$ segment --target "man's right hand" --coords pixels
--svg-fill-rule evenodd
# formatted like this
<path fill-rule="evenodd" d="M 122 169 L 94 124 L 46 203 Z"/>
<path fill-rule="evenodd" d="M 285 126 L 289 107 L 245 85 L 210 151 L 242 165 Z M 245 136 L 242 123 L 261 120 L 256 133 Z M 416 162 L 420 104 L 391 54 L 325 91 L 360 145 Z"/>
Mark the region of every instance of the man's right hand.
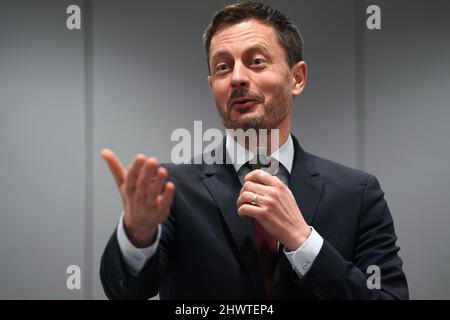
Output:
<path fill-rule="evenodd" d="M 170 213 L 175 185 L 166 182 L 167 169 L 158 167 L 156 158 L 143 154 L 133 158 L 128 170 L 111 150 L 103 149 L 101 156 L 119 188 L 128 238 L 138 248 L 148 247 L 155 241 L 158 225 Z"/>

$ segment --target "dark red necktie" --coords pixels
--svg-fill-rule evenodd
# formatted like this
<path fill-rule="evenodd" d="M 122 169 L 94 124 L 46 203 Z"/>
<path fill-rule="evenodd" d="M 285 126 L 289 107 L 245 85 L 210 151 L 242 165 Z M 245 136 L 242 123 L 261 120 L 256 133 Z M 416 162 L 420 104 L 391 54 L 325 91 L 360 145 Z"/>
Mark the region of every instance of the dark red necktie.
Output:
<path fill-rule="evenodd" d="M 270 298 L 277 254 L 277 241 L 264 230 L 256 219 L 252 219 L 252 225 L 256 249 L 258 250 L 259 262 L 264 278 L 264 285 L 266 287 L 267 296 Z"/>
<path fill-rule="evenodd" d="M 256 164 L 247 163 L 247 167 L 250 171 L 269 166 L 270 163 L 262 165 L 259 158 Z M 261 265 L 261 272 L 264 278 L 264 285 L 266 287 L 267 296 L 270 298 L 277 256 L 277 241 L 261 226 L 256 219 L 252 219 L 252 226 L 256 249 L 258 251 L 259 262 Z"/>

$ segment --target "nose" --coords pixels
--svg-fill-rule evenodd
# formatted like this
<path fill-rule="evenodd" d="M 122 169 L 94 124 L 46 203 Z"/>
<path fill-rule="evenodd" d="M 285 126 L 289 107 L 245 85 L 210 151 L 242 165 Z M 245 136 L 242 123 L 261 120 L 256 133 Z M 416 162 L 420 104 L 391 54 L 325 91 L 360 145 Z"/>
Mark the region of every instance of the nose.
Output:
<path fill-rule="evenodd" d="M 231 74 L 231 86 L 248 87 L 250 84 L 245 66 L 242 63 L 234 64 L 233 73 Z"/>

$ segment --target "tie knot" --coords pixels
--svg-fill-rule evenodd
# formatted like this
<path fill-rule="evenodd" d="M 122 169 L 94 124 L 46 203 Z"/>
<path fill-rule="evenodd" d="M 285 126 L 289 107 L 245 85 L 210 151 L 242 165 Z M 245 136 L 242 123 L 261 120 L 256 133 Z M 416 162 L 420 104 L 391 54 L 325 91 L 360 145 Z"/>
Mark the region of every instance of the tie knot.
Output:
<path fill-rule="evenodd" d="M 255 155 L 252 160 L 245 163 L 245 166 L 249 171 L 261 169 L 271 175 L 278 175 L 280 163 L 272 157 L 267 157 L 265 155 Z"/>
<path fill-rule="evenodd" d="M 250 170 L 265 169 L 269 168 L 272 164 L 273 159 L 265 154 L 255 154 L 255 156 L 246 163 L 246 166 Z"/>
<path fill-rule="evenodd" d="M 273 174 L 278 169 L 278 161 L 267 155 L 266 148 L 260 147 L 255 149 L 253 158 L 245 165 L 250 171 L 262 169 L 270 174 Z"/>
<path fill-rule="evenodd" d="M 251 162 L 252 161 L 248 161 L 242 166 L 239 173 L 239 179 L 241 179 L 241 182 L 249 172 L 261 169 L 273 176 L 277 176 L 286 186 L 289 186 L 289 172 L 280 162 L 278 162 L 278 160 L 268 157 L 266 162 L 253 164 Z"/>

...

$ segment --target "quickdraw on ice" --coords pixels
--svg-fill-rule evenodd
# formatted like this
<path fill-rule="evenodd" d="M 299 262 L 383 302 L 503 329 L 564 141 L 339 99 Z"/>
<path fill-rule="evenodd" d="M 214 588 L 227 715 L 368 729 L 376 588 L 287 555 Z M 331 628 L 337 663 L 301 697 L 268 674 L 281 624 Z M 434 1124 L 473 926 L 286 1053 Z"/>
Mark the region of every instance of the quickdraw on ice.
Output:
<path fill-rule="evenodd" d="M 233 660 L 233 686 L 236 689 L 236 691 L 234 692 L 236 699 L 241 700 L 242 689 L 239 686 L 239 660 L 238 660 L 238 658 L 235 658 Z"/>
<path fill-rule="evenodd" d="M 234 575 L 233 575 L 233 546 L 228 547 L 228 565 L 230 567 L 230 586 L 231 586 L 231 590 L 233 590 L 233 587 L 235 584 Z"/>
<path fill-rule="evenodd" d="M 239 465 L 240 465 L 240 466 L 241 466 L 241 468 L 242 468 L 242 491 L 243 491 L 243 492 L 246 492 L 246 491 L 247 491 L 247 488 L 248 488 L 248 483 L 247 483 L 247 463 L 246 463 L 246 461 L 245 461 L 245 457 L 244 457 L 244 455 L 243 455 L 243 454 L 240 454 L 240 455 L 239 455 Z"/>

* * *

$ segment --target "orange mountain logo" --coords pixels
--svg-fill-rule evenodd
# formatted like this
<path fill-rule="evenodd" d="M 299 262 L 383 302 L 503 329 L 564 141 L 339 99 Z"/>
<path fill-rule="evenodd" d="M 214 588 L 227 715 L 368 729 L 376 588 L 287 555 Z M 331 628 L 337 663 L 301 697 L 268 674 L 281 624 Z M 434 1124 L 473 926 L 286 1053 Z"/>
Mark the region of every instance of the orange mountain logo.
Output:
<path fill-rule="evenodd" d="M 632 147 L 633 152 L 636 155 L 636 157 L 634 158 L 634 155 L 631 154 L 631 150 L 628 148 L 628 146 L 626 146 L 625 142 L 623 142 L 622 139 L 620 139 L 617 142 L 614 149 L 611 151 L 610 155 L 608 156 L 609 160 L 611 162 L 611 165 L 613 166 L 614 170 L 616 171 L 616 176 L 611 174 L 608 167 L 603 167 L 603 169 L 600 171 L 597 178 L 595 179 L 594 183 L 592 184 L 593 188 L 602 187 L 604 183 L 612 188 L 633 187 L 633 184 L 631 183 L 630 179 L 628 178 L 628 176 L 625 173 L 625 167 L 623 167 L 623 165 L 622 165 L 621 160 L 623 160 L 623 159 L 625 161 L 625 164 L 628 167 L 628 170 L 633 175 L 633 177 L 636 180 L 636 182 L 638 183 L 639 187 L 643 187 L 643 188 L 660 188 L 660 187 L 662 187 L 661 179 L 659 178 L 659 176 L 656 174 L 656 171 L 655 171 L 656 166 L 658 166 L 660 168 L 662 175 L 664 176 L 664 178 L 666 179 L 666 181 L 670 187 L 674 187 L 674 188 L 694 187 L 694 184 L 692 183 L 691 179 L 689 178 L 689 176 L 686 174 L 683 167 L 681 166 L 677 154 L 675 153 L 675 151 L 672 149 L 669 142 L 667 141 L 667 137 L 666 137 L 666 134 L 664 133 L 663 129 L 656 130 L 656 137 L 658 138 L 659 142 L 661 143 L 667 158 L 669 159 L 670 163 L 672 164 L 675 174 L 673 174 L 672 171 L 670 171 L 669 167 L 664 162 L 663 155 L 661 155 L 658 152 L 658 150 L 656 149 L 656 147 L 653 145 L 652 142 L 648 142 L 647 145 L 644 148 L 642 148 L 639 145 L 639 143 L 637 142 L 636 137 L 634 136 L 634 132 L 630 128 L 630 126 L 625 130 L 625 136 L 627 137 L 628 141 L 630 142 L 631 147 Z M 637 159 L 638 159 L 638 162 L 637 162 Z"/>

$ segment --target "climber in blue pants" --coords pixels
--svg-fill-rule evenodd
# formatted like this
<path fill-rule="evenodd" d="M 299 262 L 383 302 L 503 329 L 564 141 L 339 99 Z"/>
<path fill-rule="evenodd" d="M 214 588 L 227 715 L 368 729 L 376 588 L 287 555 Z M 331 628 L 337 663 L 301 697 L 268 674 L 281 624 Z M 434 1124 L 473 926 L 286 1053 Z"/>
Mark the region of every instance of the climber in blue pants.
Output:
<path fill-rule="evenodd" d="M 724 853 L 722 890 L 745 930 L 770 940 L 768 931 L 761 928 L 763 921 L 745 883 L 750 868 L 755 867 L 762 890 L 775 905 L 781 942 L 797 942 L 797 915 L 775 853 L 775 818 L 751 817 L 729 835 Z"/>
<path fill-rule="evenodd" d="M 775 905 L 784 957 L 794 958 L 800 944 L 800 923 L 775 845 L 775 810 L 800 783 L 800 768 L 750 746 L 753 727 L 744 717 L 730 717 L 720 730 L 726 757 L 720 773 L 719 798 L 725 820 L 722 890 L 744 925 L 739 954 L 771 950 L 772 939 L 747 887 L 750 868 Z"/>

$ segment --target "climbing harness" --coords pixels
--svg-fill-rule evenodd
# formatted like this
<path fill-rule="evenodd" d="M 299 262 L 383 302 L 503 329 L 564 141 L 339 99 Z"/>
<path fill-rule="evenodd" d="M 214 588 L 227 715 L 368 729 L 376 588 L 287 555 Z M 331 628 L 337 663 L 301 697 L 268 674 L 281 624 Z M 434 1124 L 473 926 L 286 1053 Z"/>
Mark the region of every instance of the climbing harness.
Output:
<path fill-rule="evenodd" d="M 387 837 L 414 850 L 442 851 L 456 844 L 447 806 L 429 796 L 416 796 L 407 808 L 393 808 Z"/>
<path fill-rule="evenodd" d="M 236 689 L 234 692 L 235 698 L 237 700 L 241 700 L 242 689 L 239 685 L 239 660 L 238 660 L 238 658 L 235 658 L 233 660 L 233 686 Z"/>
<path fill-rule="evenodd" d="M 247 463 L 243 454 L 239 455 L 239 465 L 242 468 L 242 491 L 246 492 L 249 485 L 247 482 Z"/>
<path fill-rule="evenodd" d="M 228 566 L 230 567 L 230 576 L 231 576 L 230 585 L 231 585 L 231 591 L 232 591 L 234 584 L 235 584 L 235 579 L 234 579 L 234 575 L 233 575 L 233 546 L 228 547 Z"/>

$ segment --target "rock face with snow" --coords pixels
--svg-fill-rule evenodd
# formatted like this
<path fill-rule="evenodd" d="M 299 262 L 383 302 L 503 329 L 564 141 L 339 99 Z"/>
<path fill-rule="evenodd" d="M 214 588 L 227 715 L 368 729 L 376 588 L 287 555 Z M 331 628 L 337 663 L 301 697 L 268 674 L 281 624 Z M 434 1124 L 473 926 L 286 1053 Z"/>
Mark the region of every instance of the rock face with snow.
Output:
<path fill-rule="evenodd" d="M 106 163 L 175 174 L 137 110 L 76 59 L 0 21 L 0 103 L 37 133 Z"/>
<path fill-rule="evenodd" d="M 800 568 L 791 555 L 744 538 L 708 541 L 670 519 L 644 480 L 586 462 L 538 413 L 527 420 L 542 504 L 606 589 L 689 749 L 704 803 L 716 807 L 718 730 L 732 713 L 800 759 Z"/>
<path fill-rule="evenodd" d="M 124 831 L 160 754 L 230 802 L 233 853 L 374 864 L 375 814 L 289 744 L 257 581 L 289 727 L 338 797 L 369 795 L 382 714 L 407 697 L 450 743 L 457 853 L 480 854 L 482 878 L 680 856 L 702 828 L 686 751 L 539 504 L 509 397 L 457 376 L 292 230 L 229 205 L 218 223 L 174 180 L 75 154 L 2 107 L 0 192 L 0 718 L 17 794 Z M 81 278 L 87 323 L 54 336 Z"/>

■ **EXERCISE BRIEF**
For the material above, the answer must be only the number of lines holding the word "necktie".

■ **SOLUTION FOR THIS EXERCISE**
2